Directions for this task
Reproduce each of the records below verbatim, omitting the pictures from your reproduction.

Data lines
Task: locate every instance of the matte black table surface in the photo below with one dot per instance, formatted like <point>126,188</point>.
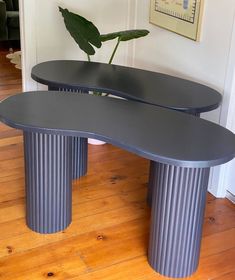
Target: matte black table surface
<point>158,134</point>
<point>130,83</point>
<point>185,146</point>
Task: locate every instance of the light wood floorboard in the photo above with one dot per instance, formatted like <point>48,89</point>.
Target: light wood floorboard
<point>108,237</point>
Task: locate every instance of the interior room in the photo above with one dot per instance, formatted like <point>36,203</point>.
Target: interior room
<point>110,232</point>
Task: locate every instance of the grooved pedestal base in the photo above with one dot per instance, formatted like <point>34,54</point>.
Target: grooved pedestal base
<point>153,171</point>
<point>176,220</point>
<point>79,145</point>
<point>48,182</point>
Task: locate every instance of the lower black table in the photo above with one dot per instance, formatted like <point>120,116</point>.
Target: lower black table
<point>183,148</point>
<point>130,83</point>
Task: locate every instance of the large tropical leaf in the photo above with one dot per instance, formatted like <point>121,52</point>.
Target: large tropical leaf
<point>124,35</point>
<point>84,32</point>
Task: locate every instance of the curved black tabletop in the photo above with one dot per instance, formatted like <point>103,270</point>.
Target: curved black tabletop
<point>152,132</point>
<point>130,83</point>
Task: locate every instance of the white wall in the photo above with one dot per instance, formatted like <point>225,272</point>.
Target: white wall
<point>48,39</point>
<point>205,61</point>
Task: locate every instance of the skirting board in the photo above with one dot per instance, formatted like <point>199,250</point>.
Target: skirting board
<point>230,196</point>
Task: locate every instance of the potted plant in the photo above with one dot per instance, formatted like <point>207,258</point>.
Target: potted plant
<point>88,37</point>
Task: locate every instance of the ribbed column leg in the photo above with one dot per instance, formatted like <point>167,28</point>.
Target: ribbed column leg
<point>79,145</point>
<point>153,171</point>
<point>152,180</point>
<point>48,182</point>
<point>79,157</point>
<point>177,218</point>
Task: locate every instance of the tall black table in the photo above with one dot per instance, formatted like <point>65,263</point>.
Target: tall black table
<point>130,83</point>
<point>178,202</point>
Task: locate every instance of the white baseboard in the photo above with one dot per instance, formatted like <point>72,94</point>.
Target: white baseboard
<point>230,196</point>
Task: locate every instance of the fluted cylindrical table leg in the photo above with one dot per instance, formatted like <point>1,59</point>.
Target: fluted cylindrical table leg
<point>176,220</point>
<point>152,183</point>
<point>79,157</point>
<point>48,182</point>
<point>79,145</point>
<point>152,180</point>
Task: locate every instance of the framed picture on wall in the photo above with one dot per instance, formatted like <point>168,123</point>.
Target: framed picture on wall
<point>180,16</point>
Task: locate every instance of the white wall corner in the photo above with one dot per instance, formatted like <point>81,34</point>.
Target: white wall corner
<point>27,9</point>
<point>222,179</point>
<point>131,24</point>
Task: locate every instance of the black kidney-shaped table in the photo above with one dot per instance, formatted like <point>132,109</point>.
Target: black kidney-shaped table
<point>130,83</point>
<point>184,147</point>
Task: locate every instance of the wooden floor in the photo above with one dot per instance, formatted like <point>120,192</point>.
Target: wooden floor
<point>108,237</point>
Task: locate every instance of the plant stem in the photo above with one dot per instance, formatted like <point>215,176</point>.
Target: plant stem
<point>114,51</point>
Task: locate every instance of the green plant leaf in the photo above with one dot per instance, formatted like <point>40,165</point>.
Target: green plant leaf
<point>124,35</point>
<point>84,32</point>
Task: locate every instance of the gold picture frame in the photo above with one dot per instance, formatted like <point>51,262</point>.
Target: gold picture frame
<point>180,16</point>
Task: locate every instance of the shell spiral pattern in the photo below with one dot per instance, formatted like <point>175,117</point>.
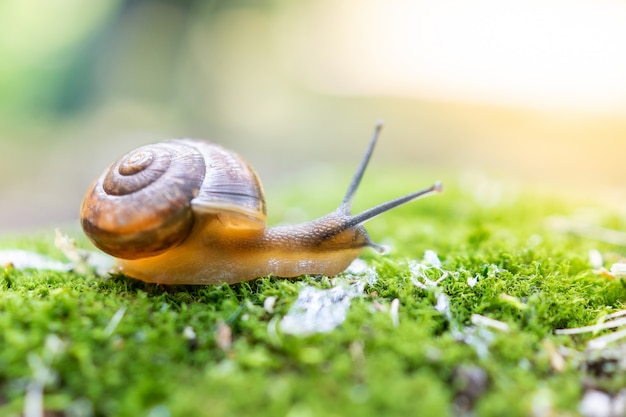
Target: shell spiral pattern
<point>141,205</point>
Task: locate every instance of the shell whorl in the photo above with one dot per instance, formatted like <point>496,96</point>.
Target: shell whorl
<point>146,202</point>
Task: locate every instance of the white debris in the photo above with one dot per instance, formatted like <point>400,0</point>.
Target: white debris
<point>602,341</point>
<point>595,404</point>
<point>317,311</point>
<point>358,266</point>
<point>481,320</point>
<point>23,259</point>
<point>80,260</point>
<point>472,281</point>
<point>431,259</point>
<point>393,312</point>
<point>189,333</point>
<point>610,321</point>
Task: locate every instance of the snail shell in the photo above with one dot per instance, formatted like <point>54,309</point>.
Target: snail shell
<point>144,203</point>
<point>192,212</point>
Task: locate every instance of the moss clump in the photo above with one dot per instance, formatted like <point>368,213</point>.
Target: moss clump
<point>121,347</point>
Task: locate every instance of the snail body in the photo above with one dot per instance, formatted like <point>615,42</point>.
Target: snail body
<point>192,212</point>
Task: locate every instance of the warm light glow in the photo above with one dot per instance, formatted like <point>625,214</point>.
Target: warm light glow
<point>556,54</point>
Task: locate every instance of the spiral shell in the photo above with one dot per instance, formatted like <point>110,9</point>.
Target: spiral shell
<point>148,201</point>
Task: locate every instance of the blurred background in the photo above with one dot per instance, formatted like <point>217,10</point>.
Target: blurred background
<point>532,91</point>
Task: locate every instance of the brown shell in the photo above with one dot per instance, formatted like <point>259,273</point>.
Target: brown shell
<point>146,202</point>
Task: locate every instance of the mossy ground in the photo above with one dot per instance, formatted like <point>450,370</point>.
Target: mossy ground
<point>529,276</point>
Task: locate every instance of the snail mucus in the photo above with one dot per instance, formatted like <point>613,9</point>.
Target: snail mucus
<point>186,211</point>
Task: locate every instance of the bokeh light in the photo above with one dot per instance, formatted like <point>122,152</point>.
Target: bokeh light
<point>532,91</point>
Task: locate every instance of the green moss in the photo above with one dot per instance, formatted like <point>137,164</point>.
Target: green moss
<point>122,347</point>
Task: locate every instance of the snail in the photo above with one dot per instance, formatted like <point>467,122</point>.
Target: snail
<point>186,211</point>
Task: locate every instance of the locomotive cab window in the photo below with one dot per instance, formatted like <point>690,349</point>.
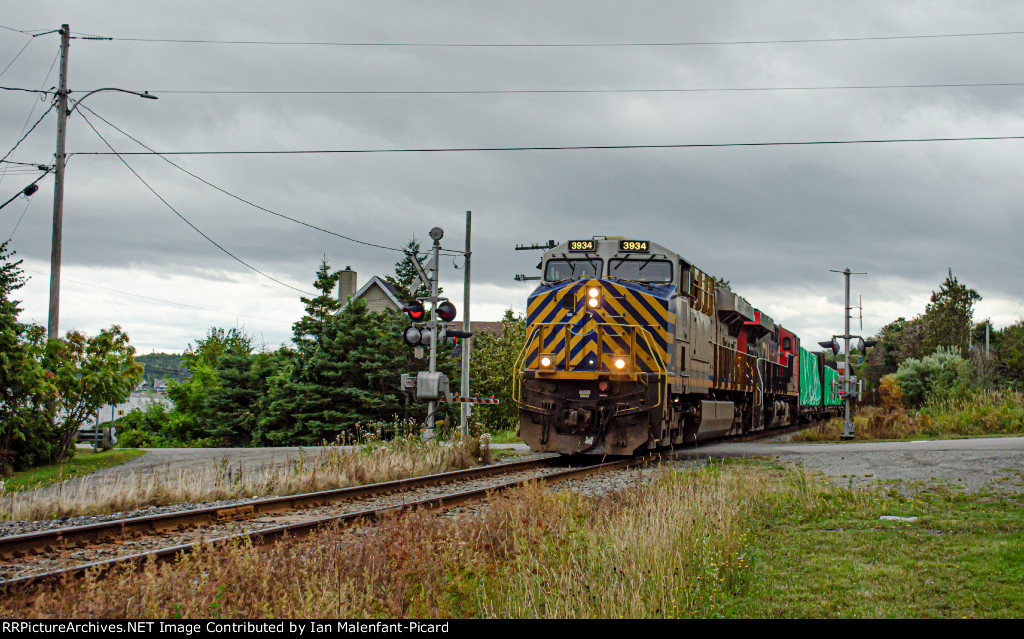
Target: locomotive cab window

Reply
Task: locate every instance of the matte black table surface in the photo below with one dot per instance, formatted like <point>126,188</point>.
Target: matte black table surface
<point>158,134</point>
<point>130,83</point>
<point>185,146</point>
Task: locate every instance of the light wood floorboard in the photo above with one dot per instance, formatted like <point>48,89</point>.
Target: light wood floorboard
<point>108,237</point>
Task: locate every instance of the interior room in the photo above with one dot per instance, formatted like <point>36,203</point>.
Target: interior room
<point>110,232</point>
Task: locate every instance of the grooved pedestal base in the photo above with one dot per instance, formatted like <point>34,54</point>.
Target: grooved pedestal base
<point>153,171</point>
<point>176,220</point>
<point>79,145</point>
<point>48,182</point>
Task: locate every instance of the lower black table in the photo above with one dot per instance, formatted like <point>120,116</point>.
Target: lower black table
<point>183,148</point>
<point>130,83</point>
Task: locate every instance of the large tropical leaf in the photo above with one dot per instance, formatted like <point>121,52</point>.
Target: large tropical leaf
<point>124,35</point>
<point>84,32</point>
Task: locate every instance of the curved black tabletop in the photo above with one dot per instance, formatted like <point>103,270</point>.
Target: curved black tabletop
<point>152,132</point>
<point>130,83</point>
Task: locate every instance of the white wall in the photo above with one dot per instance, formatted like <point>225,272</point>.
Target: white wall
<point>48,39</point>
<point>205,61</point>
Task: locate every instance of the skirting board in the photo above with one dot per instance, formatted like <point>199,250</point>.
Target: skirting board
<point>230,196</point>
Task: locate every instance of the potted plant in the photo above with one dot per instance, formatted like <point>207,258</point>.
Target: potted plant
<point>88,37</point>
Task: locate every instance of the ribbed column leg in the photo above with one dot per instance, formatted like <point>167,28</point>.
Target: ribbed column leg
<point>79,145</point>
<point>153,171</point>
<point>152,180</point>
<point>48,182</point>
<point>79,157</point>
<point>177,218</point>
Task: locate every instance of the tall black table in the photo above with one dot per instance, formatted like <point>65,263</point>.
Target: tall black table
<point>130,83</point>
<point>178,202</point>
Task: locate every instance of the white baseboard in the photo above with one dot per instance, formatted like <point>72,94</point>.
Target: white baseboard
<point>230,196</point>
Task: locate every instance of the fluted cylindrical table leg in the photo above with one dot per instance, formatted like <point>1,59</point>.
Target: fluted cylindrical table leg
<point>176,220</point>
<point>152,183</point>
<point>79,157</point>
<point>48,182</point>
<point>79,145</point>
<point>152,180</point>
Task: locate every instance of the framed picture on wall in the photo above with one dot per instance, formatted like <point>168,123</point>.
Target: framed picture on wall
<point>180,16</point>
Task: locate every instance of the white wall corner in the photo above with one dot per instance, formatted like <point>81,34</point>.
Target: white wall corner
<point>27,9</point>
<point>222,179</point>
<point>131,24</point>
Task: locate every instance of the black kidney-shaped table in the photo above with one dot per instance, formatted like <point>132,109</point>.
Target: black kidney-shaped table
<point>130,83</point>
<point>184,147</point>
Task: locate every instance of the wooden floor in the photo above with one dot per instance, formatted like <point>120,192</point>.
Target: wooden floor
<point>108,237</point>
Task: locate every instance of the plant stem in the photo above with one dot per instance, formatted like <point>215,176</point>.
Target: plant stem
<point>114,51</point>
Task: locate every instance of the green plant leaf in the photo above with one dot per instance, formatted like <point>40,165</point>.
Target: green plant leaf
<point>124,35</point>
<point>84,32</point>
Task: locate every instance of the gold picture frame in the photo above with one dot per instance, formatted like <point>51,262</point>.
Target: gold picture frame
<point>180,16</point>
Task: locate every instance of the shell spiral pattern in the photo below with one dot per instance, formatted like <point>175,117</point>.
Target: shell spiral pattern
<point>141,205</point>
Task: locate every instance of the shell whorl in the photo above with one dot per instance, formatted like <point>496,96</point>.
Target: shell whorl
<point>146,202</point>
Task: locate every instance of the white debris in the photo above with one dot per instance, formatted like <point>400,0</point>.
Target: white debris
<point>602,341</point>
<point>595,404</point>
<point>317,311</point>
<point>358,266</point>
<point>481,320</point>
<point>23,259</point>
<point>80,260</point>
<point>472,281</point>
<point>431,259</point>
<point>393,312</point>
<point>189,333</point>
<point>610,321</point>
Task: locate every instance of the snail shell in the photo above with one dot per instance, formatted like <point>54,309</point>.
Target: snail shell
<point>144,203</point>
<point>192,212</point>
Task: locate every instance of the moss clump in the photo above with one dot per instance, formatted like <point>368,213</point>.
Target: moss clump
<point>121,347</point>
Task: locate every instance of the snail body in the photo above with one dot per instance, formatted like <point>615,42</point>.
Target: snail body
<point>192,212</point>
Task: locate every instance of the warm light glow in the photo above with one dot per instance, formatted like <point>625,214</point>.
Target: warm light glow
<point>556,54</point>
Task: locate every instance of the spiral shell in the photo above with one dot per instance, formatted like <point>110,9</point>.
Target: spiral shell
<point>148,201</point>
Task: locate every instance of the blurred background in the photo above with one dot per instance, formatted like <point>217,10</point>.
Target: blurred background
<point>532,91</point>
Task: locate every instance of the brown shell in the photo above with one dot per instance, formatted like <point>259,273</point>.
Target: brown shell
<point>146,202</point>
Task: locate every instance of the mossy ground in the photo above with one dot per instance, formatted like <point>450,370</point>.
Target: mossy ground
<point>529,276</point>
Task: locate every instance of the snail mucus in the photo above with one dot per instance, formatted like <point>613,9</point>.
Target: snail mucus
<point>186,211</point>
Task: locate every instance of the bokeh light in the photo above with one dot per instance, formatted like <point>122,152</point>.
Target: bokeh light
<point>532,91</point>
Task: locate every instance of the green moss in the photo above with one dot per instance, formatted like <point>137,164</point>.
Target: green moss
<point>122,347</point>
Task: locate every instance of the snail in the photo above with one dot per instance, formatted like <point>467,122</point>.
Target: snail
<point>186,211</point>
Task: locate every instance of the locomotive cab window in the photo below with one dot per instance, formatted like <point>690,349</point>.
Target: locomotive cab window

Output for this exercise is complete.